Content starts

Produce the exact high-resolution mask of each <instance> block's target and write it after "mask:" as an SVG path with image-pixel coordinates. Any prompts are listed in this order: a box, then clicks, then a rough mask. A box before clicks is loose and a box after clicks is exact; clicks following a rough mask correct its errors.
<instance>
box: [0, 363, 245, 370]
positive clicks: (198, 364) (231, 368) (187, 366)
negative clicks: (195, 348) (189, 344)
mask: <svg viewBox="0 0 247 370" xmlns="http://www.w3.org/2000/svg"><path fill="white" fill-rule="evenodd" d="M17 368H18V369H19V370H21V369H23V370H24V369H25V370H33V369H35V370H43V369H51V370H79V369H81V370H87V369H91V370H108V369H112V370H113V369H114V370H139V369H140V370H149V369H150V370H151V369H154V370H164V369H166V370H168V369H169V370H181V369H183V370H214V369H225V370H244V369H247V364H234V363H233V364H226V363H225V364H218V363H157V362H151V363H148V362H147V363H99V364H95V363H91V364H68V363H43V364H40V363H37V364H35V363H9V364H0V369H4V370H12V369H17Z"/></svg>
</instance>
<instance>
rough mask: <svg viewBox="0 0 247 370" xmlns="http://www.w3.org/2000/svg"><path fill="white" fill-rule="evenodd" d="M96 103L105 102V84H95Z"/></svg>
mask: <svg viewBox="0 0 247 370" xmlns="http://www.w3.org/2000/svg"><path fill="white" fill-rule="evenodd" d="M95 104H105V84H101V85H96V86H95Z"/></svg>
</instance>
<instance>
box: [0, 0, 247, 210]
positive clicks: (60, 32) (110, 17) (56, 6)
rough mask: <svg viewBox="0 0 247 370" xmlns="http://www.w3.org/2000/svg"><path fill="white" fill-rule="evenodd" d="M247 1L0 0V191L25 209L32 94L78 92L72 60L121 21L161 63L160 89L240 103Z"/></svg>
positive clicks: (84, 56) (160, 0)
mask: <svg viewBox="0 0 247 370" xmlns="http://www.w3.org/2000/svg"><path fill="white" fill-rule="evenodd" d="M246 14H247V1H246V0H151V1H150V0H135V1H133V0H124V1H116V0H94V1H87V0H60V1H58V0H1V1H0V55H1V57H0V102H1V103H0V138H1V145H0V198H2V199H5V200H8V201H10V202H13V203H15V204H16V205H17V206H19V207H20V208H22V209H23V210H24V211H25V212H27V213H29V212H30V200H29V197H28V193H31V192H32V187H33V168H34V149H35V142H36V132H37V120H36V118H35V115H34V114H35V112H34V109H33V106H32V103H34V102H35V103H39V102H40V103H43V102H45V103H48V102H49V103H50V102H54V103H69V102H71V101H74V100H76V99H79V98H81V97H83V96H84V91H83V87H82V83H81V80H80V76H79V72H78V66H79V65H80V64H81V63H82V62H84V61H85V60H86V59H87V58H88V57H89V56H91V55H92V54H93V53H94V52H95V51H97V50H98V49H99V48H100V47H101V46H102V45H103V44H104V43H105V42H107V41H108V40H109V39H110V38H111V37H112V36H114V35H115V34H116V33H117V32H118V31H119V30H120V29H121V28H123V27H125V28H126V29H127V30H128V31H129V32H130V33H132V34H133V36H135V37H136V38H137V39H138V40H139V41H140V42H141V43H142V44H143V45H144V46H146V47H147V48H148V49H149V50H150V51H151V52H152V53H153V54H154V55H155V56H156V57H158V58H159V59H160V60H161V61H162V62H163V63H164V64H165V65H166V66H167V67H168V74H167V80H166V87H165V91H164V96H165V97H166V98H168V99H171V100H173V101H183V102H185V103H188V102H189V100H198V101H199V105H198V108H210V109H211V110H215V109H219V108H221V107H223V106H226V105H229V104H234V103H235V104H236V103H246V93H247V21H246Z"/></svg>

Content ends

Once you have read the records above, set every one of them down again exactly.

### Answer area
Produce the exact high-resolution mask of each <instance> block's target and write it after "mask:" as an SVG path with image-pixel coordinates. Any prompts are listed in this order: a box, then clicks, then a rough mask. A box before clicks is loose and a box after clicks is exact; clicks following a rough mask correct its errors.
<instance>
box: [0, 363, 245, 370]
positive clicks: (198, 364) (231, 368) (187, 366)
negative clicks: (195, 348) (189, 344)
mask: <svg viewBox="0 0 247 370" xmlns="http://www.w3.org/2000/svg"><path fill="white" fill-rule="evenodd" d="M17 368H18V369H19V370H21V369H23V370H24V369H25V370H33V369H35V370H43V369H51V370H79V369H81V370H87V369H91V370H108V369H112V370H113V369H114V370H139V369H140V370H149V369H150V370H151V369H154V370H164V369H166V370H168V369H169V370H181V369H183V370H214V369H225V370H244V369H247V364H234V363H233V364H226V363H225V364H218V363H157V362H151V363H148V362H147V363H99V364H95V363H91V364H68V363H43V364H40V363H37V364H35V363H9V364H0V369H4V370H12V369H17Z"/></svg>
</instance>
<instance>
rough mask: <svg viewBox="0 0 247 370" xmlns="http://www.w3.org/2000/svg"><path fill="white" fill-rule="evenodd" d="M96 103L105 102V84H95Z"/></svg>
mask: <svg viewBox="0 0 247 370" xmlns="http://www.w3.org/2000/svg"><path fill="white" fill-rule="evenodd" d="M95 104H105V84H101V85H96V86H95Z"/></svg>
</instance>
<instance>
box: [0, 0, 247, 210]
positive clicks: (60, 32) (110, 17) (56, 6)
rough mask: <svg viewBox="0 0 247 370" xmlns="http://www.w3.org/2000/svg"><path fill="white" fill-rule="evenodd" d="M247 1L0 0V191L25 209L32 94L78 92L72 60L121 21L161 63L160 89L240 103Z"/></svg>
positive clicks: (84, 56) (160, 0)
mask: <svg viewBox="0 0 247 370" xmlns="http://www.w3.org/2000/svg"><path fill="white" fill-rule="evenodd" d="M246 14H247V1H246V0H151V1H150V0H135V1H133V0H124V1H116V0H94V1H87V0H60V1H58V0H1V1H0V55H1V57H0V102H1V103H0V138H1V145H0V198H2V199H5V200H8V201H10V202H13V203H15V204H16V205H17V206H19V207H20V208H22V209H23V210H24V211H25V212H27V213H29V212H30V200H29V197H28V193H31V192H32V187H33V168H34V149H35V142H36V132H37V120H36V118H35V115H34V114H35V112H34V109H33V106H32V103H34V102H35V103H39V102H40V103H43V102H45V103H48V102H49V103H50V102H54V103H69V102H71V101H74V100H76V99H79V98H81V97H83V96H84V91H83V87H82V83H81V80H80V76H79V72H78V66H79V65H80V64H81V63H82V62H84V61H85V60H86V59H87V58H88V57H89V56H91V55H92V54H93V53H94V52H95V51H97V50H98V49H99V48H100V47H101V46H102V45H103V44H104V43H105V42H107V41H108V40H109V39H110V38H111V37H112V36H114V35H115V34H116V33H117V32H118V31H119V30H120V29H121V28H123V27H125V28H126V29H127V30H128V31H129V32H130V33H132V34H133V36H135V37H136V38H137V39H138V40H139V41H140V42H141V43H142V44H143V45H144V46H146V47H147V48H148V49H149V50H150V51H151V52H152V53H153V54H154V55H155V56H156V57H158V58H159V59H160V60H161V61H162V62H163V63H164V64H165V65H166V66H167V67H168V74H167V80H166V87H165V91H164V96H165V97H166V98H168V99H171V100H173V101H183V102H185V103H188V102H189V100H198V101H199V105H198V108H210V109H211V110H215V109H219V108H221V107H223V106H226V105H229V104H234V103H235V104H236V103H246V93H247V21H246Z"/></svg>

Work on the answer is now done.